→ **TASK STATEMENT**
Output the data below in full, byte for byte. Nothing may differ.

===== DATA SUPPLIED

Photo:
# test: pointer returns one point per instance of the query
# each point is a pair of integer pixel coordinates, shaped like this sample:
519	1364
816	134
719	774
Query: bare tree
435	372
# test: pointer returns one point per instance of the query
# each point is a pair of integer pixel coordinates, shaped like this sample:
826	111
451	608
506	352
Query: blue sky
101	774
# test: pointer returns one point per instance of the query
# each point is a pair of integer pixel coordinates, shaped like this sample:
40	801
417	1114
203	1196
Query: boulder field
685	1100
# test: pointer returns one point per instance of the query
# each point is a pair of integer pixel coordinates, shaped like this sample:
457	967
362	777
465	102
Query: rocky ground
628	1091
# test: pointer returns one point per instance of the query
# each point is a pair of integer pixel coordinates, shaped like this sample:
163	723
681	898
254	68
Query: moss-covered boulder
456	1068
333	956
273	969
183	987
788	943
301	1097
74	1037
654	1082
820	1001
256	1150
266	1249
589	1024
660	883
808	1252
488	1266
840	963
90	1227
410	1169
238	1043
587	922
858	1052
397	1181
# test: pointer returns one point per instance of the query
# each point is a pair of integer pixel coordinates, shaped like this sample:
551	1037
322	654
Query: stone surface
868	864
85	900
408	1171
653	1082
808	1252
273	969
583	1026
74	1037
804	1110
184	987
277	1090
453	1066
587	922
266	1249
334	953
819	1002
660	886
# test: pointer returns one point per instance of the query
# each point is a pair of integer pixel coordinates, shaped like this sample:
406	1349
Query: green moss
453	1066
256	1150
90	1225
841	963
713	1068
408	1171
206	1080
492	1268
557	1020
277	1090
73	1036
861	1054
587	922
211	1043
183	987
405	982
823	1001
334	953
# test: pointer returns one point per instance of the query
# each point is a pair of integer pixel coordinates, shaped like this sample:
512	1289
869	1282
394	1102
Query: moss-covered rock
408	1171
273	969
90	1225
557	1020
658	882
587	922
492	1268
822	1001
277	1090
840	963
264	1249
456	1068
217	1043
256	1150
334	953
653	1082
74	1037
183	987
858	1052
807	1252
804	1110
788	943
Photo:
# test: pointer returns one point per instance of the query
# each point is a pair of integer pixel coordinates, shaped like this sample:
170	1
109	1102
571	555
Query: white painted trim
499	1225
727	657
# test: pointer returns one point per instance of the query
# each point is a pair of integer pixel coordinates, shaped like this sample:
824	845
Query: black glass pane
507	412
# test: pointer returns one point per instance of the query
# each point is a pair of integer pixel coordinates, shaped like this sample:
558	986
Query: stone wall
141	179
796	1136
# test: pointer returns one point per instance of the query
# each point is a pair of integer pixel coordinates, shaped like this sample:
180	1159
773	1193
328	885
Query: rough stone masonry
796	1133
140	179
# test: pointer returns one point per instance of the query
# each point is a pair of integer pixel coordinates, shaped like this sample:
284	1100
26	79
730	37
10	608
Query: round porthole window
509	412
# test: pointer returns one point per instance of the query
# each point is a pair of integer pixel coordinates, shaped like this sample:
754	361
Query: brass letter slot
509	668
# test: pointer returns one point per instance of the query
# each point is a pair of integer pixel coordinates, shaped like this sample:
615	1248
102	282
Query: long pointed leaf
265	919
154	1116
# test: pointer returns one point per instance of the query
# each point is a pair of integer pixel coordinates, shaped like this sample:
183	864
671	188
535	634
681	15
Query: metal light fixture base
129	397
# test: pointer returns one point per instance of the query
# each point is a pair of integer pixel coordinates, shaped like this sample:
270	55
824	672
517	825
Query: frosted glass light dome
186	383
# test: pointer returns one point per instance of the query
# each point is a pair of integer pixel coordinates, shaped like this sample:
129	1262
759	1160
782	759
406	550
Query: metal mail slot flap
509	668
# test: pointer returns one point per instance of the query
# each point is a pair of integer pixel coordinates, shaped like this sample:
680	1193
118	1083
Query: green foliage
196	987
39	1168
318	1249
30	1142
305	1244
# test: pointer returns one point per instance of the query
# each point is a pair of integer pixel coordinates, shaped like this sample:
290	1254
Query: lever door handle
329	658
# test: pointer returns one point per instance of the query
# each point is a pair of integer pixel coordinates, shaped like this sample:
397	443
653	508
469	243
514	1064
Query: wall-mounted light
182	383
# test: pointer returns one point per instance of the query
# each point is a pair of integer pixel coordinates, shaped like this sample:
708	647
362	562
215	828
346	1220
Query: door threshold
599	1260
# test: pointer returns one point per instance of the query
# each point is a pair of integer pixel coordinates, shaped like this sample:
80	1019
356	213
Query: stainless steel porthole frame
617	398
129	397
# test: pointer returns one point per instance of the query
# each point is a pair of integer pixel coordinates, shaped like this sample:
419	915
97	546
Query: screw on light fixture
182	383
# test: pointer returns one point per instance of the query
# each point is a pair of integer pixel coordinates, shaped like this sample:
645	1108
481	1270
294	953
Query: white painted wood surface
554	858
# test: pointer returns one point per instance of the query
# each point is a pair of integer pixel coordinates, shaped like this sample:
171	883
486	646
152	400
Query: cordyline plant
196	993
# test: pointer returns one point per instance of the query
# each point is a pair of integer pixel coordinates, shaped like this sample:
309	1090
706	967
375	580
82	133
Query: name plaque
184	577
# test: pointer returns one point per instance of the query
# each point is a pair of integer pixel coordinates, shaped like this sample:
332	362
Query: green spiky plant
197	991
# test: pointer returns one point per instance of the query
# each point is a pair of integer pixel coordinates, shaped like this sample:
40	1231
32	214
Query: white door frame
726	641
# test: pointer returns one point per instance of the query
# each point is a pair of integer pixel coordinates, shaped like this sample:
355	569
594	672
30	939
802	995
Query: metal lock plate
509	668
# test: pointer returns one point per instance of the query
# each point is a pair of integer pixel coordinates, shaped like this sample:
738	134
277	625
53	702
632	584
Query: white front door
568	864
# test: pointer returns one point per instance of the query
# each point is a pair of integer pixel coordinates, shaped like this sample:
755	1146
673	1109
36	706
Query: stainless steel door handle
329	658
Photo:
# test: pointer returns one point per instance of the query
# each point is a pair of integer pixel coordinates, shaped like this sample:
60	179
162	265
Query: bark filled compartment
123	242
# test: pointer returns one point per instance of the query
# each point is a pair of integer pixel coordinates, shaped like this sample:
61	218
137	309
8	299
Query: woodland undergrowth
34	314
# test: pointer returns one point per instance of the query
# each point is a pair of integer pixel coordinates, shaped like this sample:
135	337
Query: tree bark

==========

→ **FULL SOLUTION**
Photo:
# test: pointer returns one point per instance of the query
# each point is a pair of integer pixel coordinates, shaped like this sample:
519	1364
816	134
719	774
Query: bare tree
435	372
# test: pointer returns one point per instance of the query
# each point is a pair of integer pixel coordinates, shaped like this sample:
826	111
451	608
506	352
Query: blue sky
101	774
# test: pointer returns one point per instance of the query
# each point is a pair of integer pixel coordinates, shaped like this sample:
40	801
417	1114
203	1196
Query: boulder field
685	1100
# test: pointer returns one point per instance of the query
# each point is a pair of integer pixel coordinates, shaped like this sample:
457	967
362	777
465	102
Query: rocky ground
628	1091
# test: pointer returns one point per instance of the query
# each point is a pair of integer pixel coordinates, shaped like this sample:
163	723
681	898
254	68
Query: moss-covered boulder
456	1068
333	956
273	969
183	987
788	943
301	1097
74	1037
654	1082
820	1001
256	1150
266	1249
589	1024
660	883
808	1252
488	1266
840	963
90	1227
410	1169
238	1043
587	922
858	1052
397	1181
# test: pointer returns one point per instance of the query
# each point is a pair of integer pixel coordinates, shaped like this sample:
551	1037
322	654
Query: stone surface
868	864
85	900
408	1171
653	1082
808	1252
273	969
583	1026
74	1037
804	1110
184	987
277	1090
453	1066
587	922
266	1249
334	953
819	1002
660	886
# test: pointer returns one point per instance of the query
# each point is a pair of integer pixel coordinates, shaped like this sample:
406	1349
Query: green moss
453	1066
256	1150
90	1225
841	963
713	1068
408	1171
206	1080
492	1268
557	1020
277	1090
73	1036
861	1054
587	922
211	1043
183	987
405	982
823	1001
334	953
# test: pointer returns one point per instance of the query
# each point is a pair of integer pixel coordinates, shaped like this sample:
512	1289
869	1282
394	1102
Query: moss-covered rock
408	1171
273	969
90	1225
557	1020
658	882
587	922
492	1268
822	1001
277	1090
840	963
264	1249
456	1068
217	1043
256	1150
334	953
653	1082
74	1037
183	987
858	1052
807	1252
804	1110
788	943
Photo:
# test: pointer returns one point per instance of the query
# each point is a pair of integer pixel coordinates, shaped like this sample:
170	1
109	1102
571	555
Query: white painted trim
499	1225
727	657
# test: pointer returns one point per instance of the query
# each point is a pair of integer pixel coordinates, shaped like this sample:
824	845
Query: black glass pane
507	412
# test: pointer returns one point per instance of the query
# each point is a pair of integer pixel coordinates, shaped like this sample:
558	986
Query: stone wall
141	179
796	1136
# test: pointer returns one point per instance of the query
# each point is a pair of integer pixel coordinates, shaped like this sample:
180	1159
773	1193
328	885
Query: rough stone masonry
796	1133
140	179
# test: pointer returns one point per instance of the query
# each point is a pair of integer pixel coordinates, shaped like this sample:
284	1100
26	79
730	37
10	608
Query: round porthole window
509	412
# test: pointer returns one point per instance of the query
# each point is a pair of integer pixel coordinates, shaped like this sample:
754	361
Query: brass letter slot
509	668
# test: pointer returns one point per instance of the query
# each point is a pair of integer pixel coordinates, shaped like this sample:
615	1248
102	282
Query: long pointed leaf
265	919
154	1116
# test: pointer returns one point per instance of the query
# each point is a pair of integer pixel coordinates, shaped like this sample:
183	864
671	188
535	634
681	15
Query: metal light fixture base
129	397
# test: pointer returns one point per instance of the query
# each point is a pair of integer pixel coordinates, shaped like this sample:
270	55
824	672
517	825
Query: frosted glass light dome
186	383
# test: pointer returns one point per instance of the query
# each point is a pair of integer pixel coordinates, shaped like this sample:
129	1262
759	1160
782	759
406	550
Query: metal mail slot flap
509	668
# test: pointer returns one point per instance of the query
# each point is a pair of integer pixel coordinates, shaped like this sample:
680	1193
118	1083
Query: green foliage
196	987
39	1168
318	1249
30	1142
305	1244
# test: pointer returns one point per instance of the query
# each point is a pair of integer pixel coordinates, shaped like this sample:
290	1254
Query: lever door handle
329	658
# test: pointer returns one point per instance of the query
# each point is a pair of integer pixel coordinates, shaped like this sample:
397	443
653	508
469	243
514	1064
Query: wall-mounted light
182	383
# test: pointer returns one point per instance of the query
# each point is a pair of integer pixel coordinates, shaped like this sample:
708	647
362	562
215	828
346	1220
Query: door threshold
599	1260
# test: pointer returns one point per instance of the query
# each point is a pair of integer pixel coordinates, shaped like this sample:
80	1019
356	213
Query: stainless steel porthole frame
617	398
129	397
# test: pointer returns one point per instance of the query
# each point is a pair of integer pixel coordinates, shaped like this sample:
419	915
97	546
Query: screw on light fixture
182	383
# test: pointer returns one point per instance of the query
# each point is a pair of integer pixel coordinates, shaped like this sample:
645	1108
481	1270
294	953
Query: white painted wood surface
554	858
# test: pointer returns one point per instance of the query
# each point is a pair of integer pixel coordinates, shaped like this sample:
171	883
486	646
152	400
Query: cordyline plant
196	993
# test: pointer returns one point per instance of the query
# each point is a pair of integer pixel coordinates, shaped like this sample:
309	1090
706	967
375	580
82	133
Query: name plaque
184	577
# test: pointer returns one point per instance of the query
# each point is a pair of integer pixel coordinates, shaped like this sample:
332	362
Query: green spiky plant
197	991
# test: pointer returns one point per instance of the query
# each point is a pair of integer pixel coordinates, shaped like this sample:
40	1231
32	214
Query: white door frame
726	641
# test: pointer returns one point per instance of the query
# each point is a pair of integer pixel coordinates, shaped like this sample:
355	569
594	672
30	939
802	995
Query: metal lock plate
509	668
# test: pointer returns one point per instance of the query
# each point is a pair of integer pixel coordinates, shaped like this sample:
738	134
277	625
53	702
632	584
Query: white front door
568	864
# test: pointer returns one point per instance of the query
# each point is a pair of integer pixel coordinates, shaped like this sample:
755	1146
673	1109
36	706
Query: stainless steel door handle
329	658
Photo:
# test: pointer returns one point per instance of the query
# each point is a pair of integer pixel coordinates, shaped like this sample:
60	179
162	265
Query: bark filled compartment
123	242
# test: pointer returns one point per instance of the query
# each point is a pair of integer pixel coordinates, shaped like this sample:
61	218
137	309
8	299
Query: woodland undergrowth
34	314
# test: pointer returns one point per instance of the query
# each point is a pair of integer pixel coordinates, shaped like this sample:
135	337
Query: tree bark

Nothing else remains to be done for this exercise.